PERINTAH TUGAS: Siapa nama Gubernur NTT yang disebut dalam artikel tentang kepemimpinan bagi masyarakat Besipae di bawah ini?

━━━━━ CUPLIKAN HALAMAN

Masyarakat Besipae-NTT Membutuhkan Pemimpin yang Demokratis dan Dialogis

Pencinta Produk Lokal
Masyarakat Besipae-NTT Membutuhkan Pemimpin yang Demokratis dan Dialogis 05/06/2020 1189 view Politik Pixabay.com

Berbicara soal kepemimpinan selalu menjadi topik aktual dan mendesak untuk didiskusikan. Hal itu niscaya karena di era apapun, pemimpin dan kepemimpinan yang baik biasanya ekuivalen dengan kesejahteraan anggota-anggotannya.

Dalam hidup berbangsa, kepemimpinan merupakan instrumen penting yang menentukan arah dan kemajuan suatu bangsa sebagaimana yang diamanatkan konstitusi suatu negara. Terwujudnya tujuan suatu negara sangat ditentukan oleh gaya dan kualitas pribadi pemimpinnya.

Dewasa ini dunia tidak hanya sedang dilanda krisis moneter. Krisis lain yang muncul ialah krisis kepemimpinan yang seringkali membuat situasi menjadi tidak menentu. Krisis kepemimpinan terjadi di mana-mana. Skandal demi skandal pun bermunculan.

Pemimpin yang berkuasa dalam suatu negara atau daerah memang tidak bisa lepas dari sorotan dan kritikan berbagai pihak serta rongrongan berbagai kepentingan. Mulai dari oposisi (meski oposisi dalam konteks Indonesia secara nasional sudah tidak jelas), masyarakat yang menagih janji kampanye hingga sorotan media yang turut mengawasi kinerja mereka.

Kualitas seorang pemimpin dapat dinilai salah satunya melalui gaya kepemimpinannya. Tentu saja kritik dapat bermunculan oleh karena alasan krusial: pemerintah kurang efektif dalam menjalankan tanggung jawabnya.

Baru-baru ini, Gubernur NTT, Viktor Laiskodat ramai diperbincangkan oleh khalayak dan menjadi sorotan banyak media. Laiskodat dikritik lantaran pemimpin yang pernah mengakui diri sebagai “profesor penjahat” itu melakukan aksi yang cukup menggemparkan masyarakat NTT.

━━━━━━━━━━
━━━━━ KUTIPAN BARIS DATA

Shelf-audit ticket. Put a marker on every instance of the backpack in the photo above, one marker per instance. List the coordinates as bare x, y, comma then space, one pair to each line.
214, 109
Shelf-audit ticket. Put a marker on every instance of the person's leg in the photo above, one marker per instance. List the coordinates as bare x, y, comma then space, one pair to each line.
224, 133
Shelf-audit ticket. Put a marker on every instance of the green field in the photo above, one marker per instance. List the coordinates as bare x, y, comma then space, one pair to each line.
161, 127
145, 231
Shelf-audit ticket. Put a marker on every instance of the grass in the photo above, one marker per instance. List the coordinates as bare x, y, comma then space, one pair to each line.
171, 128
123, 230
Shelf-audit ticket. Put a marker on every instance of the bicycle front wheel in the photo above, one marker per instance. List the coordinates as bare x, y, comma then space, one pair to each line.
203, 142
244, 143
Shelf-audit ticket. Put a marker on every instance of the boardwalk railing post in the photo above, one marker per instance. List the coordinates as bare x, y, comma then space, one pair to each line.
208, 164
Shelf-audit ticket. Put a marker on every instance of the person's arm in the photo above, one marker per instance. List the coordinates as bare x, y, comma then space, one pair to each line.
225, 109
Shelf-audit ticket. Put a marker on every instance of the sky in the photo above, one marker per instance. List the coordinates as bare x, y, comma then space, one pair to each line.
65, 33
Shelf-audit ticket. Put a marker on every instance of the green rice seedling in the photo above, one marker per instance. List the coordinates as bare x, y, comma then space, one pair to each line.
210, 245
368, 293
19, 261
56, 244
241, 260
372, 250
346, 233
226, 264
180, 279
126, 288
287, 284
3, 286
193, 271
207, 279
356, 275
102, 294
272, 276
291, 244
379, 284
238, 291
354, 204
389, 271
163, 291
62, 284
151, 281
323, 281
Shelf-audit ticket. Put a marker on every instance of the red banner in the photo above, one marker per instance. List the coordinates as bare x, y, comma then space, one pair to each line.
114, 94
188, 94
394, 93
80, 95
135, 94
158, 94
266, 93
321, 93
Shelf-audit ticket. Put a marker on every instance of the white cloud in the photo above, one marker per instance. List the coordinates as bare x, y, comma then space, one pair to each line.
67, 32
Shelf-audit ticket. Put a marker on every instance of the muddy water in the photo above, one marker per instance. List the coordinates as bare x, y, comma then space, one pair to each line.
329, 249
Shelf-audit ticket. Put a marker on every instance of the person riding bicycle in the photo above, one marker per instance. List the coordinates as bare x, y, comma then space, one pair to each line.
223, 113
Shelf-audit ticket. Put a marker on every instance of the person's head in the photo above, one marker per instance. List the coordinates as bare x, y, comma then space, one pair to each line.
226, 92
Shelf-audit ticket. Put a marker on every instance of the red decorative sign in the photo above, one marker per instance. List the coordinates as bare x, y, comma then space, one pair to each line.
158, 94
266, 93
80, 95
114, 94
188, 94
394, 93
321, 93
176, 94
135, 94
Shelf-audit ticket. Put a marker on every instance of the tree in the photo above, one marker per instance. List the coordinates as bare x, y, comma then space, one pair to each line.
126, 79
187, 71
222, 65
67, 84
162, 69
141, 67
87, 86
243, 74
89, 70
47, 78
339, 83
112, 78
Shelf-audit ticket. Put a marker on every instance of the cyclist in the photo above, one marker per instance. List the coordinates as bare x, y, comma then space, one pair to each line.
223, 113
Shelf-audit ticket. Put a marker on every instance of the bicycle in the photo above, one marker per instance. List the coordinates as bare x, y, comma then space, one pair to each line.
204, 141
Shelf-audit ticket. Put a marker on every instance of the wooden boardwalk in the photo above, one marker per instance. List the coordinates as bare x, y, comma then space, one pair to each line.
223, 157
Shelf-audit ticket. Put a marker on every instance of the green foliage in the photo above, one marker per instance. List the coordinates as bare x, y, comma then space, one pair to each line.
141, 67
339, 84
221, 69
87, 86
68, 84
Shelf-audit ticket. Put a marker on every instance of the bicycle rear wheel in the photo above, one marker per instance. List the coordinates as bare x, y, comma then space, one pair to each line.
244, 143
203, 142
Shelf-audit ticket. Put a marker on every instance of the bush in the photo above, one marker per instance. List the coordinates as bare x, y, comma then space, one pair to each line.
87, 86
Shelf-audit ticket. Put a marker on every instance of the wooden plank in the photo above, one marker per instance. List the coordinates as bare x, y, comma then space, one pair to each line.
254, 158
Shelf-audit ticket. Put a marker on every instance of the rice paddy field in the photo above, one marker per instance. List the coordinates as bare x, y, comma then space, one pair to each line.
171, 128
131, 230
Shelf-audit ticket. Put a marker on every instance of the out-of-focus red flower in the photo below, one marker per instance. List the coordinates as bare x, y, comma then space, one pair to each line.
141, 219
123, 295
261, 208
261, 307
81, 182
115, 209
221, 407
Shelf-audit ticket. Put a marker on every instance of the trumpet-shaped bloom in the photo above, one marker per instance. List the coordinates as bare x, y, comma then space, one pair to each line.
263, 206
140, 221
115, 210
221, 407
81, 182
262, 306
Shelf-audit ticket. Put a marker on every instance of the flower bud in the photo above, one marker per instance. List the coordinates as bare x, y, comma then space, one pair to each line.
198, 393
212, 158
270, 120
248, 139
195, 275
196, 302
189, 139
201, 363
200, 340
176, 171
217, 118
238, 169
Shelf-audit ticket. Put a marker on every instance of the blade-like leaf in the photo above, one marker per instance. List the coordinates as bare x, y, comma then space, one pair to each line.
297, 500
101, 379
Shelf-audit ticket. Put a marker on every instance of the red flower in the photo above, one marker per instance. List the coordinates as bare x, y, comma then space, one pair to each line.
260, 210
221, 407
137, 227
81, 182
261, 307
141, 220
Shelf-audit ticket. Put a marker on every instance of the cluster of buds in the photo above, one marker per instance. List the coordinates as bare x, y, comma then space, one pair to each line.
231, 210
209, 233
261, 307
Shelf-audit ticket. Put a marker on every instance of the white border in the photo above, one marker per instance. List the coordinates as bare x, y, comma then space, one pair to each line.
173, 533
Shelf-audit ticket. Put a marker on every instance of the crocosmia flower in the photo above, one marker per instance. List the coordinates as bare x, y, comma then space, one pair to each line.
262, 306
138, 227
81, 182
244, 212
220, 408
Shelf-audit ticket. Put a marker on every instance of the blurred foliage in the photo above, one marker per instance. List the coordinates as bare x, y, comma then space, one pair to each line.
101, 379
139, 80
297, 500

━━━━━━━━━━

JAWABAN LATIHAN: Viktor Laiskodat.